▶ Do this
Pick out every line in the records below that contains the string "implement", and copy each one. Matching is case-sensitive.

▶ Data shown
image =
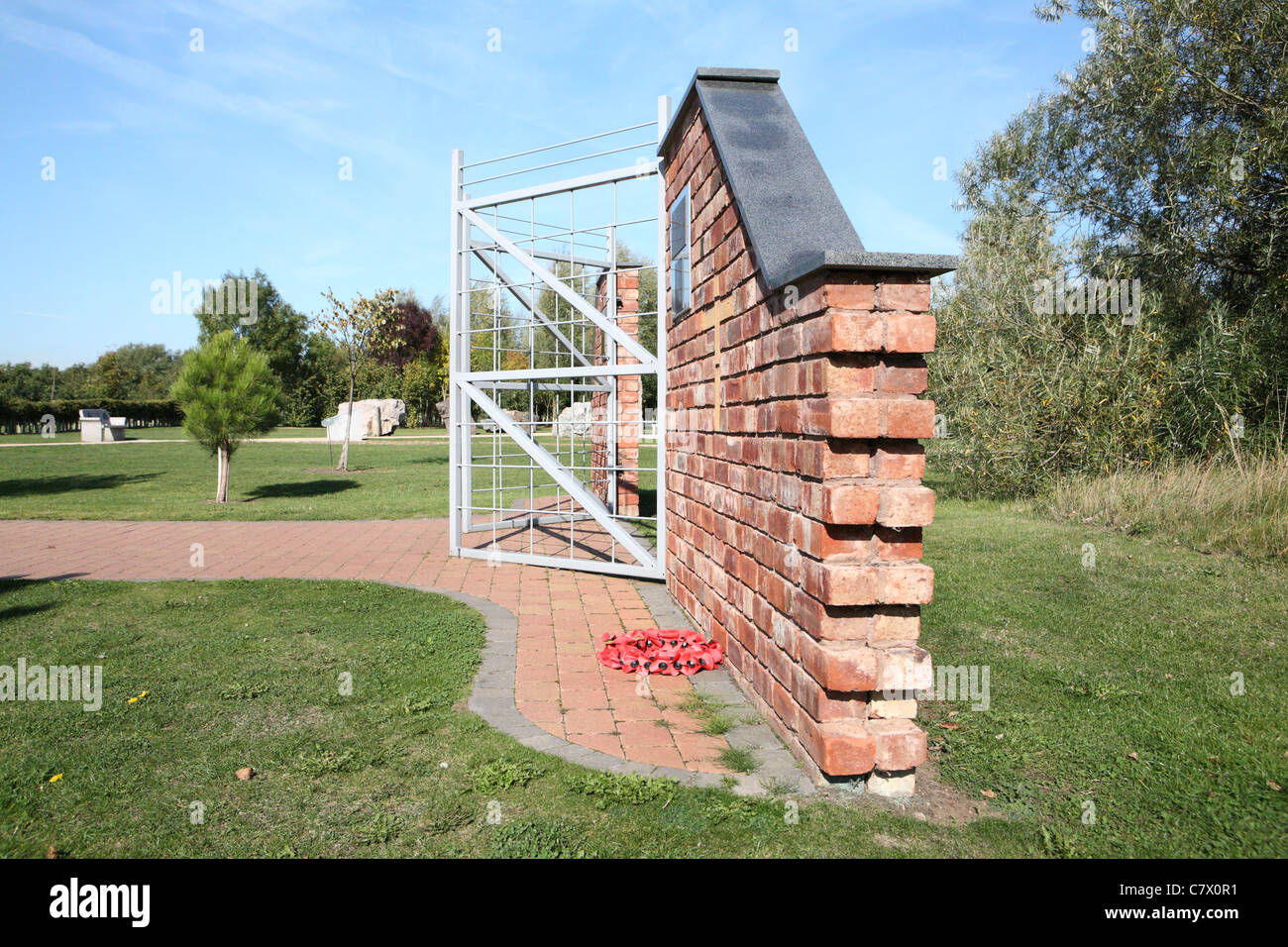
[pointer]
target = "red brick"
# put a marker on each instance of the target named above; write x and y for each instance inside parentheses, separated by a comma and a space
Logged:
(840, 748)
(910, 331)
(902, 379)
(903, 668)
(913, 296)
(896, 622)
(906, 506)
(898, 744)
(844, 418)
(909, 418)
(842, 330)
(850, 502)
(898, 462)
(823, 705)
(844, 667)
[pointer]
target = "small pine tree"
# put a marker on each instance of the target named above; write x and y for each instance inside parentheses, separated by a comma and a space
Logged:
(227, 392)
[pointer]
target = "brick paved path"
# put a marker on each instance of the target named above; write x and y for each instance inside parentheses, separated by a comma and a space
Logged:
(559, 685)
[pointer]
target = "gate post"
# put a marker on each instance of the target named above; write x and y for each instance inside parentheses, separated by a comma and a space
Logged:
(794, 497)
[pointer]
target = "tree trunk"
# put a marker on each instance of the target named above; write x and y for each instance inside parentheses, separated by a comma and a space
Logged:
(348, 427)
(222, 488)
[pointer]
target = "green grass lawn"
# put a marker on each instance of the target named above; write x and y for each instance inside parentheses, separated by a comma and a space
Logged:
(1108, 685)
(389, 479)
(248, 674)
(180, 434)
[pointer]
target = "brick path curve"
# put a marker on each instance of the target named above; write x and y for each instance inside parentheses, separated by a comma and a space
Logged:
(558, 684)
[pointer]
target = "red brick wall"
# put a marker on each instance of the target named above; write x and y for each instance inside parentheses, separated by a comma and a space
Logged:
(629, 408)
(794, 483)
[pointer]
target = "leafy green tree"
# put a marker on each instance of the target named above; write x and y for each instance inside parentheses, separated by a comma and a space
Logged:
(227, 392)
(1160, 158)
(359, 330)
(1163, 157)
(274, 329)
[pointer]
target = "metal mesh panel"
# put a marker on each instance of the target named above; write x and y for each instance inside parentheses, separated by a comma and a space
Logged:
(553, 287)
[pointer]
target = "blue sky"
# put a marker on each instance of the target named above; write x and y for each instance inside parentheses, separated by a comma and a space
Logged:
(167, 158)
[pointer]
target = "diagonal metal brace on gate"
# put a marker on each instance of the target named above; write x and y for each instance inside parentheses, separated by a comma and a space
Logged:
(566, 480)
(648, 360)
(526, 302)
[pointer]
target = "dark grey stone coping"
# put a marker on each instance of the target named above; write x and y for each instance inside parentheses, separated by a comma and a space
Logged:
(923, 264)
(795, 222)
(492, 698)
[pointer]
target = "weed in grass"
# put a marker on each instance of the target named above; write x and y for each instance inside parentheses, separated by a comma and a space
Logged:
(244, 692)
(738, 759)
(322, 762)
(621, 789)
(539, 838)
(378, 830)
(501, 775)
(745, 809)
(420, 705)
(717, 724)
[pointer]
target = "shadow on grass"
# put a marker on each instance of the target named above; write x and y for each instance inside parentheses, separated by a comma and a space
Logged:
(71, 483)
(22, 611)
(279, 491)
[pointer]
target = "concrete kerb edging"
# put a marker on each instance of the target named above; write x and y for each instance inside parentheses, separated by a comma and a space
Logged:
(777, 767)
(492, 698)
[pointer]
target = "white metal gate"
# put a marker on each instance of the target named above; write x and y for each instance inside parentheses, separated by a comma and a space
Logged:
(550, 459)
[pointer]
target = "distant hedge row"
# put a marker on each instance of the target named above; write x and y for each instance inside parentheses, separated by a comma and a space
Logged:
(21, 416)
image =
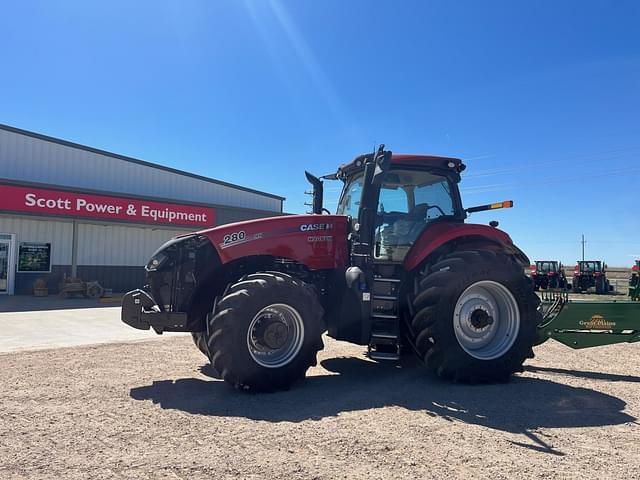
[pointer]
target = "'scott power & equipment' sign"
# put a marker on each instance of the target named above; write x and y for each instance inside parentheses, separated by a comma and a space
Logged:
(41, 201)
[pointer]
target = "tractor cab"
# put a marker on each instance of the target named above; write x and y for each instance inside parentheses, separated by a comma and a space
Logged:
(548, 274)
(413, 193)
(590, 274)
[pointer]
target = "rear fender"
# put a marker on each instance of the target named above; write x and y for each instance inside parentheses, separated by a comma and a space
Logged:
(441, 238)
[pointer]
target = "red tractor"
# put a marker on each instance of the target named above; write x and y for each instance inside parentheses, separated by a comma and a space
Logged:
(395, 269)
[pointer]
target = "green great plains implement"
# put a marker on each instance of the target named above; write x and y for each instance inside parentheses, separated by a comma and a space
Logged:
(584, 324)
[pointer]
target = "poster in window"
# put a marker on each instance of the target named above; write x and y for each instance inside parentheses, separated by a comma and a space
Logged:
(34, 257)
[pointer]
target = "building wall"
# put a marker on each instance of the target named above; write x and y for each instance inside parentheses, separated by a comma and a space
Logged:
(112, 254)
(29, 159)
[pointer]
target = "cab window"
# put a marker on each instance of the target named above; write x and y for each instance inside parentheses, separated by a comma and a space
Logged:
(409, 201)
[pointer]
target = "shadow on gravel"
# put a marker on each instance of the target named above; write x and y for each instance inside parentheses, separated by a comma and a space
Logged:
(609, 377)
(521, 406)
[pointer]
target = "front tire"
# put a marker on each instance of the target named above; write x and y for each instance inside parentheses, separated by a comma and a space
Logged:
(476, 317)
(265, 332)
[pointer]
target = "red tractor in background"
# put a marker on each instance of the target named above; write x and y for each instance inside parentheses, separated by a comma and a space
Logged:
(548, 274)
(634, 281)
(590, 274)
(395, 269)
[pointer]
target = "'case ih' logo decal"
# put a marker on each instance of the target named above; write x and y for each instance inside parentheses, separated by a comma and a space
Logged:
(310, 227)
(597, 322)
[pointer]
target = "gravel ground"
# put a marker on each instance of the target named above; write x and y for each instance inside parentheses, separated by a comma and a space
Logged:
(149, 410)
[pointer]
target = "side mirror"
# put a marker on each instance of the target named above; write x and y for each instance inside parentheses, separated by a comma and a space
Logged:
(382, 161)
(318, 192)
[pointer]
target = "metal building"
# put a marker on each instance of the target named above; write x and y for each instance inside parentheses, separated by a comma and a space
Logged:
(68, 210)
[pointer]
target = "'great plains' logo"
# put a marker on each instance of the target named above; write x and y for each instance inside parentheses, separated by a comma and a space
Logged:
(311, 227)
(597, 322)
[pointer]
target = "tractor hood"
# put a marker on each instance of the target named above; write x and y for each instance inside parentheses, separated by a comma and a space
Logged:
(317, 241)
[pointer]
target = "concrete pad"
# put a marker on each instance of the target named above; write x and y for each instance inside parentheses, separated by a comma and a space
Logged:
(34, 330)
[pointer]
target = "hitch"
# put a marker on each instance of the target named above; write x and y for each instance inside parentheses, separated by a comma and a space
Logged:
(140, 310)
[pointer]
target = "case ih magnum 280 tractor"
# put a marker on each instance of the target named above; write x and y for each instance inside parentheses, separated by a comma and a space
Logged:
(395, 269)
(547, 274)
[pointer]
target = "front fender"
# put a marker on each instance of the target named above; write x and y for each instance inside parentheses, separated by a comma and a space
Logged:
(439, 234)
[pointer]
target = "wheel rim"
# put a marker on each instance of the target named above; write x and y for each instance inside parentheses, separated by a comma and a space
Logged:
(275, 335)
(486, 320)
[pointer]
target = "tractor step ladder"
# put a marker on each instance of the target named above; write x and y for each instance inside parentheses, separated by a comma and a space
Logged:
(385, 342)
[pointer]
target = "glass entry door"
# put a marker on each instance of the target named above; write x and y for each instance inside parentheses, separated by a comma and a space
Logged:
(6, 264)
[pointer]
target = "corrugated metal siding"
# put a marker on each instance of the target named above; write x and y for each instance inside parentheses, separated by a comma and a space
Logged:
(30, 159)
(59, 234)
(119, 245)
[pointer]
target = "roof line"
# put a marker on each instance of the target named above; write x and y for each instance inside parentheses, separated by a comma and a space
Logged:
(67, 143)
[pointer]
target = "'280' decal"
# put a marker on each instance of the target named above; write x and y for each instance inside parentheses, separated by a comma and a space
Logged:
(234, 237)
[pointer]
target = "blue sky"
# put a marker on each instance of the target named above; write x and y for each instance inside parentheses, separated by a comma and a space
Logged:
(541, 98)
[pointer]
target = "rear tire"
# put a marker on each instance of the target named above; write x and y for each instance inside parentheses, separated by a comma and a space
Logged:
(476, 317)
(265, 332)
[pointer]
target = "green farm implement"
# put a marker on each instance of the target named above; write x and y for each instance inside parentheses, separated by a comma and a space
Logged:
(584, 324)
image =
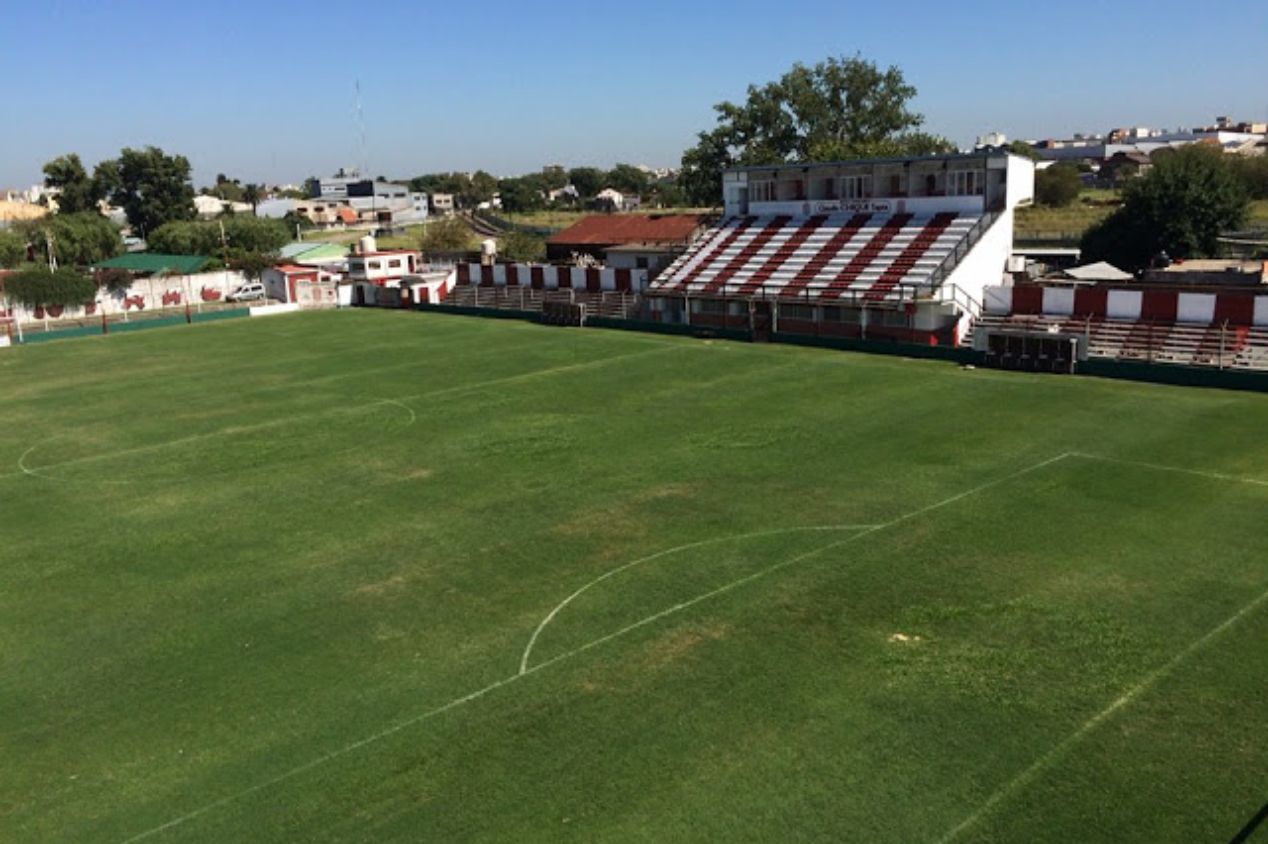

▶ Finished task
target = "green great plains implement"
target = "green farm implement"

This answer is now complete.